• _Exercise requirements_: Copy the rows below line for line, leaving out the pictures.
## BEGIN
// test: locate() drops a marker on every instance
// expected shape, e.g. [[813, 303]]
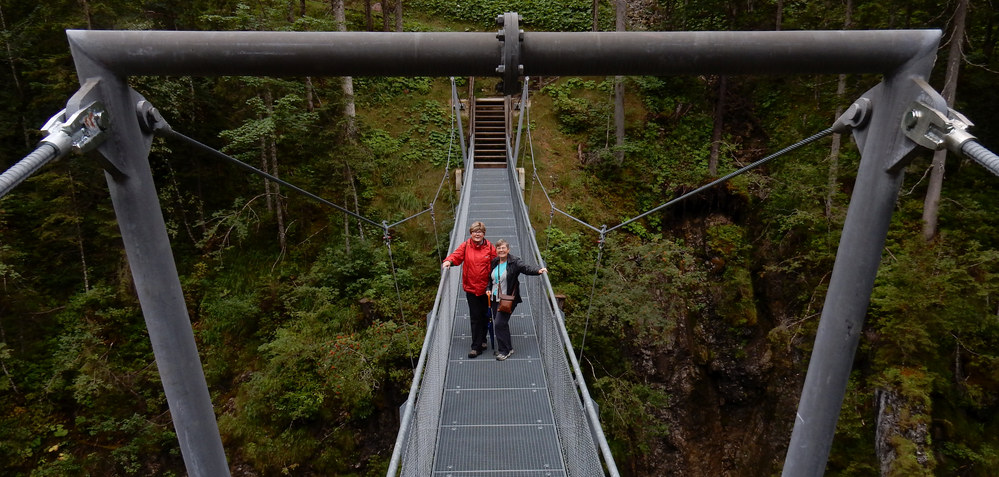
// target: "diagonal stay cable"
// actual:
[[729, 176], [221, 155], [534, 166]]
## END
• _Answer below_:
// test: locate() drops a marker on every instance
// expected shape, e.g. [[813, 303]]
// target: "diagonal stay cable"
// actual:
[[729, 176], [221, 155], [534, 166]]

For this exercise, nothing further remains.